WORK TASK: All that is needed is the line in the material below containing "Exercise. Identify every instance of the blue balloon", plus every line after it, printed exactly.

DATA FOR THIS TASK:

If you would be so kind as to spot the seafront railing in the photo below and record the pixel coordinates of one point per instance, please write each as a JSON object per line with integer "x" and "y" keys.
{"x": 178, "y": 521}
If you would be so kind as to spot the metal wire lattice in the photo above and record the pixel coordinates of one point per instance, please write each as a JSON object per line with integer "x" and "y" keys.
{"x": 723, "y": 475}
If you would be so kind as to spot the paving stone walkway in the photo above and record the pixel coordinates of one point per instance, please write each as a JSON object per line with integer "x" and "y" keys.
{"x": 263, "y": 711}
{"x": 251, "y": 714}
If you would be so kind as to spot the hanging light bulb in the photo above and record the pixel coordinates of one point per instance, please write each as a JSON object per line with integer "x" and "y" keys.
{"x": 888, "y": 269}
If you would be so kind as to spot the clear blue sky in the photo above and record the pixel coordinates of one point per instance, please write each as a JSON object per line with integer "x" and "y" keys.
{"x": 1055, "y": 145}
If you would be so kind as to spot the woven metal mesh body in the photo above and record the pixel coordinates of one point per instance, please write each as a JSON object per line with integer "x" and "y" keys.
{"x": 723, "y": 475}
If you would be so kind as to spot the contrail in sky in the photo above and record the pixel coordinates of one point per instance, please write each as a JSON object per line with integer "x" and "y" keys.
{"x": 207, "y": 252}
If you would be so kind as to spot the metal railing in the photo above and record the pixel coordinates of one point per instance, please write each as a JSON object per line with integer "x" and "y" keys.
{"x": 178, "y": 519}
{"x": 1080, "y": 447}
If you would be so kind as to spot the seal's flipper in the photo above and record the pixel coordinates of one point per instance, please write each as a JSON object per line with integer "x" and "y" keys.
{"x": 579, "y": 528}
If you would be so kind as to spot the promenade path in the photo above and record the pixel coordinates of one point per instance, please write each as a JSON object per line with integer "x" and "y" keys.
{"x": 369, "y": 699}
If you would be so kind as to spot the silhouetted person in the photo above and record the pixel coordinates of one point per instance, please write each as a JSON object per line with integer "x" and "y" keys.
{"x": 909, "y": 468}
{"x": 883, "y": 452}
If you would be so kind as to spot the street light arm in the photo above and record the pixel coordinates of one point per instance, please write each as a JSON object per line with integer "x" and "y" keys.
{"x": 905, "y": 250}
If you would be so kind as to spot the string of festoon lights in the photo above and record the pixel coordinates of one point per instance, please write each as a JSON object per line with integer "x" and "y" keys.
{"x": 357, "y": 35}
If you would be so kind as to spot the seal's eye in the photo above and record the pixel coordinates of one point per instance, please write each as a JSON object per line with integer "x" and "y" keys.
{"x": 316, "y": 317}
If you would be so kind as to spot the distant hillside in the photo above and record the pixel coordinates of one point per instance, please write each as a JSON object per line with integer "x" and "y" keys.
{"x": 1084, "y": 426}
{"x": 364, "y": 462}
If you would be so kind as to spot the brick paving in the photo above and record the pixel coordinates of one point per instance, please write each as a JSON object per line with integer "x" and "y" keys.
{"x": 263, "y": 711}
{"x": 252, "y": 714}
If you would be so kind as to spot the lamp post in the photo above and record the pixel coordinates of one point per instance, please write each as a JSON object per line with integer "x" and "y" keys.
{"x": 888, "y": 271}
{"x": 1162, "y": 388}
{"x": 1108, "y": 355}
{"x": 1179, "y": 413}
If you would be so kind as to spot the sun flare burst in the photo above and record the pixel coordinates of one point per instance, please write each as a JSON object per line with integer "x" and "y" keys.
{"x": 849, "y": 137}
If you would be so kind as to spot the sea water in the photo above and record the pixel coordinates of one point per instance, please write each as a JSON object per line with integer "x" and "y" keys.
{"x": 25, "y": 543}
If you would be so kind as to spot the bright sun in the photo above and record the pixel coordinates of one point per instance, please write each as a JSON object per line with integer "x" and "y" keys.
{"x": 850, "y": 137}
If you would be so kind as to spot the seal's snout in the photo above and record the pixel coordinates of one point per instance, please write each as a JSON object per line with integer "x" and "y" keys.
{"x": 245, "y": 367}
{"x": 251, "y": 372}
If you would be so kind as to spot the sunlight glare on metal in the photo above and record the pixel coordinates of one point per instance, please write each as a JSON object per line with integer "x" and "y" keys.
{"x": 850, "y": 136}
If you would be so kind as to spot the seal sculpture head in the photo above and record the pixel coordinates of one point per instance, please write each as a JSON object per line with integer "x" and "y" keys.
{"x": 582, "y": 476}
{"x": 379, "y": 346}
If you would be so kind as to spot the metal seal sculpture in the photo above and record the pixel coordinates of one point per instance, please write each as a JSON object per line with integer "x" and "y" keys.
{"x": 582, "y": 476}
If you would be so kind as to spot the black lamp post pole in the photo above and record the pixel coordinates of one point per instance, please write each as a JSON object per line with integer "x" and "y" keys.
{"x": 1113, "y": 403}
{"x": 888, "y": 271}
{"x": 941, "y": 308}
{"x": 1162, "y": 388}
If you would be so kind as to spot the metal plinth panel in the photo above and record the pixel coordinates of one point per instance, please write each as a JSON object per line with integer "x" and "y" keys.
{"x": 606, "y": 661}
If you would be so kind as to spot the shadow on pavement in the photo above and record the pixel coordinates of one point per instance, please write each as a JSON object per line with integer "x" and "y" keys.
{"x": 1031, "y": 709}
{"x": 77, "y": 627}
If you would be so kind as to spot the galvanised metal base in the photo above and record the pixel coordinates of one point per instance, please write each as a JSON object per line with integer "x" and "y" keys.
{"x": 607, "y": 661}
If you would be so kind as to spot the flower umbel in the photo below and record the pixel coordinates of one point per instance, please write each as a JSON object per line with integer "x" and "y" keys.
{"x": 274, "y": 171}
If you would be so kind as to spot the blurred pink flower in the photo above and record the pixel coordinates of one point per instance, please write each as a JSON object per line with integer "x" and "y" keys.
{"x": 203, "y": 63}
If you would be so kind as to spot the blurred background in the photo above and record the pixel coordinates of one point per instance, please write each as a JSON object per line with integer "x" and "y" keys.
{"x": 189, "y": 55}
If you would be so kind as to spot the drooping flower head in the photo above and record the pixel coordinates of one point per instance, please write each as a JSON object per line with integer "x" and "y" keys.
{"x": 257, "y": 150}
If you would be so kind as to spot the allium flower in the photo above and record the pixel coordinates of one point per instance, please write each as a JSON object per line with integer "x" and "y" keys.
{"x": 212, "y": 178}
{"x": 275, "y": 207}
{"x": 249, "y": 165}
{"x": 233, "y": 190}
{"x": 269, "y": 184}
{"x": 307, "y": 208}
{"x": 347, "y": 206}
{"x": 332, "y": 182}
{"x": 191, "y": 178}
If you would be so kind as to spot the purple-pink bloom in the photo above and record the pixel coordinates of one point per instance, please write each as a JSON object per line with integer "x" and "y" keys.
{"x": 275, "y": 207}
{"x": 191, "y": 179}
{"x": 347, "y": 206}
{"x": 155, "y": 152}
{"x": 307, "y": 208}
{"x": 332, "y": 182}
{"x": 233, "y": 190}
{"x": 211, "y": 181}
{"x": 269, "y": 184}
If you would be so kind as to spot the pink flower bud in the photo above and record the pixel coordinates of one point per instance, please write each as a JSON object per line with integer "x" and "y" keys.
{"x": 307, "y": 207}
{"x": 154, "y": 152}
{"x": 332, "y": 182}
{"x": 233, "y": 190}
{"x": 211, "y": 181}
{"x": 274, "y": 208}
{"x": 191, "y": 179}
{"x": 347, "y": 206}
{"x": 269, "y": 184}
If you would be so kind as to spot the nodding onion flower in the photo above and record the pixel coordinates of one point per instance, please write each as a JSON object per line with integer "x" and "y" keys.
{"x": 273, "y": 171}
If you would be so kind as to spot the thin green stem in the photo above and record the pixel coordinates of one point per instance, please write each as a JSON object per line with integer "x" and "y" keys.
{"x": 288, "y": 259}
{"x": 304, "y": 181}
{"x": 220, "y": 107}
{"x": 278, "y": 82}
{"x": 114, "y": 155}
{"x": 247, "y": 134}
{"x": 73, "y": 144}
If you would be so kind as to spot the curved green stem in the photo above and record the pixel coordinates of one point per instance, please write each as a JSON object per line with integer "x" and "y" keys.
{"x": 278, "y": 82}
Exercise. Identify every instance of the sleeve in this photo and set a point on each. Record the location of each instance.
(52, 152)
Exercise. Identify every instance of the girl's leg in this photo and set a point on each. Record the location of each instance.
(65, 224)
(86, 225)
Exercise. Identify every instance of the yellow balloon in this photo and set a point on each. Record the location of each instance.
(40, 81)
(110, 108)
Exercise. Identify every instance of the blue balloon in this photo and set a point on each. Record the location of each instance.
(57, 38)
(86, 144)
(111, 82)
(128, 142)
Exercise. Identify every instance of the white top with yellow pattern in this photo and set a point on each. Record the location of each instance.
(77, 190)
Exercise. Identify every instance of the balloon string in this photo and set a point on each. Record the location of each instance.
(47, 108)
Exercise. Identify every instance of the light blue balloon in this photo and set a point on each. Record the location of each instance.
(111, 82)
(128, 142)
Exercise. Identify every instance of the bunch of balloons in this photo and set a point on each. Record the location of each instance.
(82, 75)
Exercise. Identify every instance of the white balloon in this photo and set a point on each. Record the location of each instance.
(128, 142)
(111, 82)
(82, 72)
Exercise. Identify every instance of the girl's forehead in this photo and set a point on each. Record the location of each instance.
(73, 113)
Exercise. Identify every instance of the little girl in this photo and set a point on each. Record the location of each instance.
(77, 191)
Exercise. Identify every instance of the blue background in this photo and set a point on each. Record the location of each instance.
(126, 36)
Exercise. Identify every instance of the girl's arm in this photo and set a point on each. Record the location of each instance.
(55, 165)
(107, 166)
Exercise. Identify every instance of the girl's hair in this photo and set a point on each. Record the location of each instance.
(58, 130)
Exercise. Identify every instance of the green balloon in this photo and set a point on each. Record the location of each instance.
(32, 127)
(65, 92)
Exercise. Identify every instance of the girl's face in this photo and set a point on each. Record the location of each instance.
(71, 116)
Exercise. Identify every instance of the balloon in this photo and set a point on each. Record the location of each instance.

COMPLETED EXERCISE:
Exercise. Identify every instance of the blue balloon in this photo and set a point on each. Record the location of each instance.
(57, 38)
(86, 144)
(111, 82)
(128, 142)
Exercise. Identify every instance of the white top with yellow pattern in this photo and set a point on each. Record the location of each instance.
(77, 190)
Exercise. Identify every instance of the balloon string in this photo and set a point on each. Record the location of each instance.
(47, 108)
Exercise. Identify every instance of the light blue balloon in this photo and set a point on each. Record the location of each instance.
(111, 82)
(128, 142)
Exercise. Identify every instance of the bunch of balloons in this photo and set a point on each. Record the location of each instance.
(82, 75)
Exercise. Identify every instance of the white balloon in this photo and set a point on each. Record the location of each instance.
(128, 142)
(111, 82)
(82, 72)
Exercise. Identify every instance of the girl's forehead in this photo and set a point on each. Record the location of each instance.
(73, 113)
Exercise. Identify every instance of the little girl in this photo and set a point on each. Record the location of each instance.
(77, 191)
Exercise. Identify every instance of the blue background in this photo and set a point on each. Record the location of each instance.
(126, 36)
Exercise. Identify every instance of the girl's arm in this photo and set a point on each. Record the location of each instance.
(55, 165)
(107, 166)
Exercise. Identify every instance of the girl's hair in this photo and set a point on each. Record the location of each instance.
(58, 130)
Exercise. Identify every instance of the green balloon in this photo and set a point on each. Record the location of each instance.
(32, 127)
(65, 92)
Exercise. Identify every instance of the girl's face in this photo and set a point on each. Record the location of each instance.
(71, 116)
Exercise. Identify every instance of the balloon in this photo and set a point on each. Record the location of each instance.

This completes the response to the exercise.